# Work to do:
a – In the Mortal Coil solver post, how long did it take to get from level 0 to level 168?
b – Carry on the Mortal Coil solver post, picking up right after its last sentence.

# Extract provided:
——

When I have decided to automate the process, I started by reading the Mortal Coil threads.

I was really happy that the hard work is done by example bot. The " "->"\t\t\t" replacement was easy to debug out.

For start I changed path to qpath interface, than I have added backtracking to the random search to search all paths for the starting point. This allows me to shrink the set of possible starts

(parity excluding starts at some levels was implemented as first improvement).

I have added degree one square dynamic detection to stop searching in earlier stages.

This itself lead to solving levels till 160 overnight.

(OK there was surprise that qpath requires first direction even on degree one starting square, and the search was several times stopped due to slow http request.)

I am planning to add dynamic disconnection detection as the next easy search stop in earlier stages.

The main problem of the search is lack of sharing information among different starting points.

I am tending to rewrite the code not to work on grid, but to work on graph based on grid, but with path shortcuts ... researching paths with all vertices with degree 2 is surely waste of time. This should be done well to allow extensions based on MortalCoil rules forced paths (as I would do manually)... so probabbly the edges will be directed. I expect in later stages the shortcut edges would require decision labels as well. (But this requires some assumptions about starting points).

BTW: I have proved that finding Hamiltonian path on a subgrid is NP complete (Tron AI challenge) ... based on Plasnik's prove that it's NP complete for planar deg 3 graphs. I was not thinking yet about NP completness of the MortalCoil. In the case of possivie answer ... there would be interesting generator of difficult levels. ... Now probably transformation from directed version of Plesnik's constructions would be easier.

... Hmm, either I am blind or it's difficult/impossible to make such a construction ... it could add interesting insides to the easines of solvability

I should look carefully at some levels for inspiration.

... I have added zero degree detection and heuristic for chosing starting point rather near places which were rarely visited on best fills from already tested starting points. This allows me to reach level 168 from level 0 in 2 and half hour. Not starting inside paths of degree 2 have not improved the solving time significantly. Disconnection detection and graph representation were not implemented yet.

Wow, lvl 170 ... not done after 9 hous of computation ... good time for next level of codding.

Hmmm, unconditional shortcuts gave small if any improvements so I had to add shortcuts based on assumption start is not in given region ... I hope it will help a lot, but one should be carefull in maintaining the assumption sets well ... dynamic discontinuity log^2 algorithm still not incorporated, even when no leaf producing branching factor of level 170 leads to long computations even from single start. I bet implementation of conditional shortcuts would improve the search decisions and speed much more so this was delayed.

——

# Information given:
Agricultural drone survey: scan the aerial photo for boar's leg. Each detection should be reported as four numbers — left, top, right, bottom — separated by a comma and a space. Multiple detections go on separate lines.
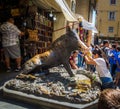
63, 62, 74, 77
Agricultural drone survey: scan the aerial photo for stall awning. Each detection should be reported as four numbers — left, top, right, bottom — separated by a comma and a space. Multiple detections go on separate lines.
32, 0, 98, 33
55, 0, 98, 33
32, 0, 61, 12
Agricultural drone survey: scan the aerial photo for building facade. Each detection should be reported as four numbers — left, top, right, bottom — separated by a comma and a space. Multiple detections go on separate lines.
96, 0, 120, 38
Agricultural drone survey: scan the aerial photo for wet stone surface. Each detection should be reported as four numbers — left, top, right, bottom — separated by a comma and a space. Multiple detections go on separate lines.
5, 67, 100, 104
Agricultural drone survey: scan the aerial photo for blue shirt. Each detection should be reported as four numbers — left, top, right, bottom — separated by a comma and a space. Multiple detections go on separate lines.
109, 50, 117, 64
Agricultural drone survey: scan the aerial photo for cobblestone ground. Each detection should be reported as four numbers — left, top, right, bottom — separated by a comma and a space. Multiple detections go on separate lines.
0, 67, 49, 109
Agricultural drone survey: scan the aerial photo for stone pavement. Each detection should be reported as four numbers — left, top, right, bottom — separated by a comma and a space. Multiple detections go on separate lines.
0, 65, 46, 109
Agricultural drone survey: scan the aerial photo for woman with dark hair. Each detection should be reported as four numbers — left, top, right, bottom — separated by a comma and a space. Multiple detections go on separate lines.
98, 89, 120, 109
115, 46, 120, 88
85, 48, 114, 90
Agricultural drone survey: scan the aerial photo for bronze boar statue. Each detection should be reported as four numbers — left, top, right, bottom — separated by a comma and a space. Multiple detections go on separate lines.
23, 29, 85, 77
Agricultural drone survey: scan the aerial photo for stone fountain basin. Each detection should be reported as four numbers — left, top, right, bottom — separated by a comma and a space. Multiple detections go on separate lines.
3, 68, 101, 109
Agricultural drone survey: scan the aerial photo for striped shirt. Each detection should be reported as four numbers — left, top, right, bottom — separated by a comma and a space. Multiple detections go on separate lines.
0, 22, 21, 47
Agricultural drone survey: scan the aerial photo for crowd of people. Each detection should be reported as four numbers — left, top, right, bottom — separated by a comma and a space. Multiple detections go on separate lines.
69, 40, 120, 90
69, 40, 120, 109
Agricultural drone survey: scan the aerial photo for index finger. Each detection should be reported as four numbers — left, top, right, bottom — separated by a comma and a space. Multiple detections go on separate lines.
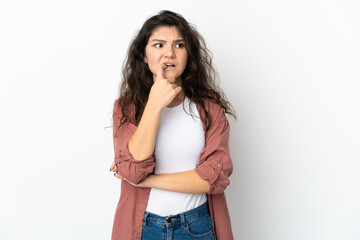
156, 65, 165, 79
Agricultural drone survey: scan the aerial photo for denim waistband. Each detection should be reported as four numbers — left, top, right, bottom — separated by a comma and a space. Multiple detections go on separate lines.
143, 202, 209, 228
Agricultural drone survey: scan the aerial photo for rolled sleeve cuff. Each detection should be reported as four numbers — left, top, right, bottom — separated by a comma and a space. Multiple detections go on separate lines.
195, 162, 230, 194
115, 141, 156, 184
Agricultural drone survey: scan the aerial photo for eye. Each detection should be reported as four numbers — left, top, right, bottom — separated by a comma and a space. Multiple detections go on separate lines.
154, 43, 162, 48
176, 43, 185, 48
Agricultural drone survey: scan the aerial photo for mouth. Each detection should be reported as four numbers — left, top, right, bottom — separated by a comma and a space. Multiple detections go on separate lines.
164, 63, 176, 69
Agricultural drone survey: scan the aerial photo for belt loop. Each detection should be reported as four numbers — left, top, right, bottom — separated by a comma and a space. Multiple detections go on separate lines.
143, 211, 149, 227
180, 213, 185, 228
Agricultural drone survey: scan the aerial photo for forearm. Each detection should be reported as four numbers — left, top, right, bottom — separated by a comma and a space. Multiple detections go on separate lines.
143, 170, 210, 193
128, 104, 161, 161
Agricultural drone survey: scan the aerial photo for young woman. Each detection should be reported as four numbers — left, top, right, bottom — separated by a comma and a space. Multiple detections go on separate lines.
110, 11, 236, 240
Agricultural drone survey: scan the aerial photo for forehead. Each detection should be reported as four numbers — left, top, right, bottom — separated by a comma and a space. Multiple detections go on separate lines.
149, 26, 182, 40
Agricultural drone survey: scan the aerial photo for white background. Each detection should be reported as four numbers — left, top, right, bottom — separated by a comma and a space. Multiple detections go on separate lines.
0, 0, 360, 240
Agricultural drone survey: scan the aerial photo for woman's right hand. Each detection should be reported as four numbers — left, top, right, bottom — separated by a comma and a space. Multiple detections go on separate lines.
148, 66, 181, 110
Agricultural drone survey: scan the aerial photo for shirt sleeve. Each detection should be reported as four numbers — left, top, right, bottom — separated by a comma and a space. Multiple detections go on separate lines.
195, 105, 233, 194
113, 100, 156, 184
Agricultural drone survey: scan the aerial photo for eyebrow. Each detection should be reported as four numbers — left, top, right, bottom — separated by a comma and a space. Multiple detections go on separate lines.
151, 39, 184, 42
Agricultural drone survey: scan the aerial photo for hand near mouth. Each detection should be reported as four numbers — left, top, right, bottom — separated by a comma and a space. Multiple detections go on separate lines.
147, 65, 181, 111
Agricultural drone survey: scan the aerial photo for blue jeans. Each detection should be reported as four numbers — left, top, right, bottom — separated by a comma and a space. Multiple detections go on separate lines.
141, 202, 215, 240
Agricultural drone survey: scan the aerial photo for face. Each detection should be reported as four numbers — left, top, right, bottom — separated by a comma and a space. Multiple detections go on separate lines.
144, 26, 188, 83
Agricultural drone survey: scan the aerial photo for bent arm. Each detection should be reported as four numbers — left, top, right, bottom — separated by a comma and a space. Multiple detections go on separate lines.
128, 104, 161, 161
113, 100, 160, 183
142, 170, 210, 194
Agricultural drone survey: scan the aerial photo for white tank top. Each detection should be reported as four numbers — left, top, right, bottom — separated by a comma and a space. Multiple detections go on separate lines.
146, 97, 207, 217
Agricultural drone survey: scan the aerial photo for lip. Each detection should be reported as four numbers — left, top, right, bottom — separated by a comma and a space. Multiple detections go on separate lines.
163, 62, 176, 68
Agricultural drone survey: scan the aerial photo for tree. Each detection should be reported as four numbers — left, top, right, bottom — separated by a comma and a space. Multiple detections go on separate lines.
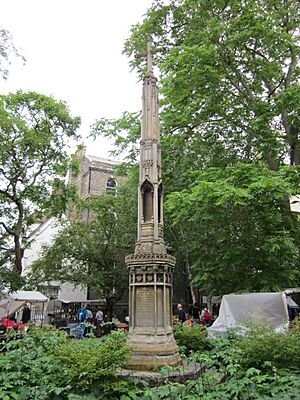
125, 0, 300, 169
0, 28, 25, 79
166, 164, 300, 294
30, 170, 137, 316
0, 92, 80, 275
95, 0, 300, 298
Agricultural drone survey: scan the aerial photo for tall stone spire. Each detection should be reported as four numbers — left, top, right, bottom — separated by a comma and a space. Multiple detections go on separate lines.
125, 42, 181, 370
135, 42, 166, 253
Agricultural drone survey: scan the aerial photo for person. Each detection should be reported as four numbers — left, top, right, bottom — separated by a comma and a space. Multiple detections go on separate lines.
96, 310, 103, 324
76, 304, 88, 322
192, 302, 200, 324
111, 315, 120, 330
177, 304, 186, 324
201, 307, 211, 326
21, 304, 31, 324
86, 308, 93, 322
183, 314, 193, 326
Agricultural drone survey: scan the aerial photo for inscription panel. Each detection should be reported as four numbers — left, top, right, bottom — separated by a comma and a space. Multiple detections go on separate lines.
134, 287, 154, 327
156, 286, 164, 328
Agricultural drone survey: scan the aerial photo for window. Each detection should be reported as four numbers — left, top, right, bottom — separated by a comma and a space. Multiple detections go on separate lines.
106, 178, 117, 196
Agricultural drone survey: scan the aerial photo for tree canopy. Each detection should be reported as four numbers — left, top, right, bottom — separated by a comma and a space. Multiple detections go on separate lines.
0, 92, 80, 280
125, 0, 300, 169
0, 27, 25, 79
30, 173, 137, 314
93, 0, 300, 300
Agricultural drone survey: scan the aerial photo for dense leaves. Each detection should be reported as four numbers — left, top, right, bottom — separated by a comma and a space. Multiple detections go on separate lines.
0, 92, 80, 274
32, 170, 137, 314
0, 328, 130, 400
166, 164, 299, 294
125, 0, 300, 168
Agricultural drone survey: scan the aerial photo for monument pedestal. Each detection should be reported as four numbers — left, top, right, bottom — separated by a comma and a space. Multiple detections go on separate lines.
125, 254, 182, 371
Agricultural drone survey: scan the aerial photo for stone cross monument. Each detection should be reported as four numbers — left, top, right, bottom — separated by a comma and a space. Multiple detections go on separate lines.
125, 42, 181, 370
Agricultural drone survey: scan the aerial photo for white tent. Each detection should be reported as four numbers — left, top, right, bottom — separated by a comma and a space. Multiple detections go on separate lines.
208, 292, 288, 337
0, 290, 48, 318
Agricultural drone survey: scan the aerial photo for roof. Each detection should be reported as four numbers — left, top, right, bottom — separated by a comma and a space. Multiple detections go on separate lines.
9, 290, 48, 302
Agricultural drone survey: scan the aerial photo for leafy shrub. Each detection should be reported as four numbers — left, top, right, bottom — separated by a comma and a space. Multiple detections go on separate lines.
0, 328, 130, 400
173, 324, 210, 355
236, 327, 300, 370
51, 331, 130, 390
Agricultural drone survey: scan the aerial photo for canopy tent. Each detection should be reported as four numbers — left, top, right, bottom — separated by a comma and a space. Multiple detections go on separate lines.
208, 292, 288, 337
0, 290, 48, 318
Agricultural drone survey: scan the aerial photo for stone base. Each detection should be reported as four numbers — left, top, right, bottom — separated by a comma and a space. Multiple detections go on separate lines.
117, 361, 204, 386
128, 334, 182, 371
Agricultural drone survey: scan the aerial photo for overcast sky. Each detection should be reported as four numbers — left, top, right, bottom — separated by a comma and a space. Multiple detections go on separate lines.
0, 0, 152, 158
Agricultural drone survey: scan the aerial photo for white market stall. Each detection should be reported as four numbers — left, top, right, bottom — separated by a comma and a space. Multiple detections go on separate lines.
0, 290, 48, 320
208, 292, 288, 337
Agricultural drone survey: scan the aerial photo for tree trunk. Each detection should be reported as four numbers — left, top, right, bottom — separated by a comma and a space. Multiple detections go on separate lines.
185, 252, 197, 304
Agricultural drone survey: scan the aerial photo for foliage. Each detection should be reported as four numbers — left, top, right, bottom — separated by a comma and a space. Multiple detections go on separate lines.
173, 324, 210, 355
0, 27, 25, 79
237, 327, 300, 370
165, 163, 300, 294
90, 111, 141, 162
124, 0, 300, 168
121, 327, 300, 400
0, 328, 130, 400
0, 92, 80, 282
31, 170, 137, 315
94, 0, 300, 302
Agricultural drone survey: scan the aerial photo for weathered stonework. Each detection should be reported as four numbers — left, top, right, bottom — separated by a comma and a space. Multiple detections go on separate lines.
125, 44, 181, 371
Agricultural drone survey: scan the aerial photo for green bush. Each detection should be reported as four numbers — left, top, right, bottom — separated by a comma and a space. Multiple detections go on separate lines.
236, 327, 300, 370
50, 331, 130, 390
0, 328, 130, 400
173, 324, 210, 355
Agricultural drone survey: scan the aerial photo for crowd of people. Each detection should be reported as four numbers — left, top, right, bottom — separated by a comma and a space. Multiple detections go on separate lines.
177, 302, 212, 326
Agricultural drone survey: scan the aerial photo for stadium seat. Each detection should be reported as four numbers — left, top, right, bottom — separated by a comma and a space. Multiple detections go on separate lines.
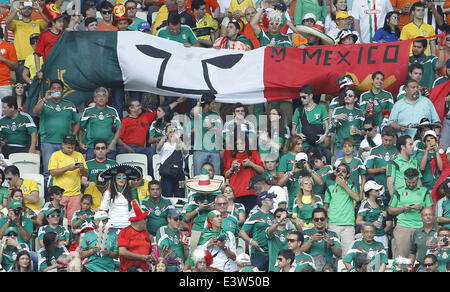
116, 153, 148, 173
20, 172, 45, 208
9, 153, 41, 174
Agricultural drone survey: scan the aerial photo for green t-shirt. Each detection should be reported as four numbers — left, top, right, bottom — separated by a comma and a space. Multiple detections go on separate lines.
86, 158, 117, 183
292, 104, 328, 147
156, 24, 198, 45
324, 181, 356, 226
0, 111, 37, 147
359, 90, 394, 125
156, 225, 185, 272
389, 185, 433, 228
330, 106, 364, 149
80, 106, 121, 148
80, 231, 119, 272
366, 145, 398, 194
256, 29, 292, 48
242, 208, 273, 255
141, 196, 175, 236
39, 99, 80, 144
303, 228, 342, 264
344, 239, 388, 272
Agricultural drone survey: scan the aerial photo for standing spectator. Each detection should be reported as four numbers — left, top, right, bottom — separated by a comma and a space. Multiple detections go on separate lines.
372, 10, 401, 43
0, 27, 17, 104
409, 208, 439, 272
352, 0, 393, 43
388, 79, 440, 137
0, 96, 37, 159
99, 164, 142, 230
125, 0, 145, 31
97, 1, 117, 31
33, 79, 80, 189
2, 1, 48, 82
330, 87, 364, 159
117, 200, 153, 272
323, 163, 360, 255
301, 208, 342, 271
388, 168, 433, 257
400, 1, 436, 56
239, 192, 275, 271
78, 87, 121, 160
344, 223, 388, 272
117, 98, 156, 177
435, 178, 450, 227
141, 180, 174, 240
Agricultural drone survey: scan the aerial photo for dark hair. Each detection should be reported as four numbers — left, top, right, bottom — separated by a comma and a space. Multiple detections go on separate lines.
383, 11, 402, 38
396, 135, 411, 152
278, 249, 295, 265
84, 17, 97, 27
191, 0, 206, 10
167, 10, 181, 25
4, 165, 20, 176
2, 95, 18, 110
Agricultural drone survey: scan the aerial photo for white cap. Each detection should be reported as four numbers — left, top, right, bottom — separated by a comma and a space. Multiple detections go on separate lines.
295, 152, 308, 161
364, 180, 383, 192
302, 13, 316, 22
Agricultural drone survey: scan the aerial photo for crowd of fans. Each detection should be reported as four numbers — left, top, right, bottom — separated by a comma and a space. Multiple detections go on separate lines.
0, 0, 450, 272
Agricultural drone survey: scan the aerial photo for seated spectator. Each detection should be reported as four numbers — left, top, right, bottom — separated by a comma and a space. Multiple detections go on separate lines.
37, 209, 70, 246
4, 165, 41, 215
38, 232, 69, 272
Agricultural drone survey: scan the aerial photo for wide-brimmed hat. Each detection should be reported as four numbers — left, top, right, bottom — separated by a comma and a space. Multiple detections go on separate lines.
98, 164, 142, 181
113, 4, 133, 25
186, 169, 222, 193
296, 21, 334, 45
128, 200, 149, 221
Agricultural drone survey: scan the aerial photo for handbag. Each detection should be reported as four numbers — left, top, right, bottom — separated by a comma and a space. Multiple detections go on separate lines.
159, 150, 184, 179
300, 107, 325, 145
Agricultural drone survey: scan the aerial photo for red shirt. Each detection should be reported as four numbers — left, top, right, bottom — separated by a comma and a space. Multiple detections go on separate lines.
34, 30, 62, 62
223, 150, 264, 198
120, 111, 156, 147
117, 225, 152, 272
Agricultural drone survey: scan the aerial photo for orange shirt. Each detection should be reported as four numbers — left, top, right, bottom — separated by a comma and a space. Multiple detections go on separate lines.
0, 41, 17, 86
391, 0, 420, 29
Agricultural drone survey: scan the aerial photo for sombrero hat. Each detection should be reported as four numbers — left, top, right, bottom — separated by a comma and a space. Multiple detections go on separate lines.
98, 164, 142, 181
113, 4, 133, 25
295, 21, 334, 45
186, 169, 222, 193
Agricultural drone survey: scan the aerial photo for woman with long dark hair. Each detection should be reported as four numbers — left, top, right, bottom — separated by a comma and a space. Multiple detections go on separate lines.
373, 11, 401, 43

——

# Responses by task:
a – Two and a half hours.

b –
Hmm, its unbelievable how many bugs I made when converting to conditional shortcuts ... I am debugging it for about a month and there are still bugs. Of course some of them mean better problem understanding, but I have expected to receive next unbuggy version faster to be able to start thinking about further improvements. ... no crossing solutions yet ... no discontinuity tests during the search, no "dead end tests of subgraphs", but better start/end sets filtering.

Now it fails on level 88. BTW: It's slower on almost all levels than the search which lead me to solving lvls upto 174. I hope it's thanks to preprocessing, which will pay on higher levels.

OK level 88 shows how carefull one should be when using conditional shortcuts ... the correct solution has end in conditional shortcut assumption set (on neighbouring shortcut). And the solution fill goes opposite direction through a modified path ... this almost says the conditional shortcuts could rarely be used...

Now when I think about implementing connectivity constraints, I am tending to use EulerTrees of Monika Rauch Henzinger and Tarjan variant of Top Trees of Mikkel Thorup uff ... that would use shortcuts implicitly and I could use constraints for conditional shortcuts to stop further searching if violated. The idea is to use TopTrees to detect first branching vertex on path in O(log n), and maintaining ET for a minimum spanning tree would garantee the connectivity. Search would "delete" unused nontree edges. Maintaining edge levels (and chain of (log n) ET forests) and maintaining invariant that ET tree on level i as at most n/2^i vertices finding replacements of tree edges using amortization argument that levels of edges could only increase ... and pays work with them ...

Removing as much as able edges before making next decision should lead to pruning faster...

OK ... I find next bug ... passed the 88 level and got stuck on 99. The conditional shortcuts works better then the original search on most levels till 99. The preprocessing on 99 could surely be improved.

Uff, seems after almost 2 months of debugging I got next working version ... with region path search, but without combining neighbouring regions. I have to let it run for a while before I start introducing next bugs ... advanced data structures not implemented, representation of sets is far from optimal ...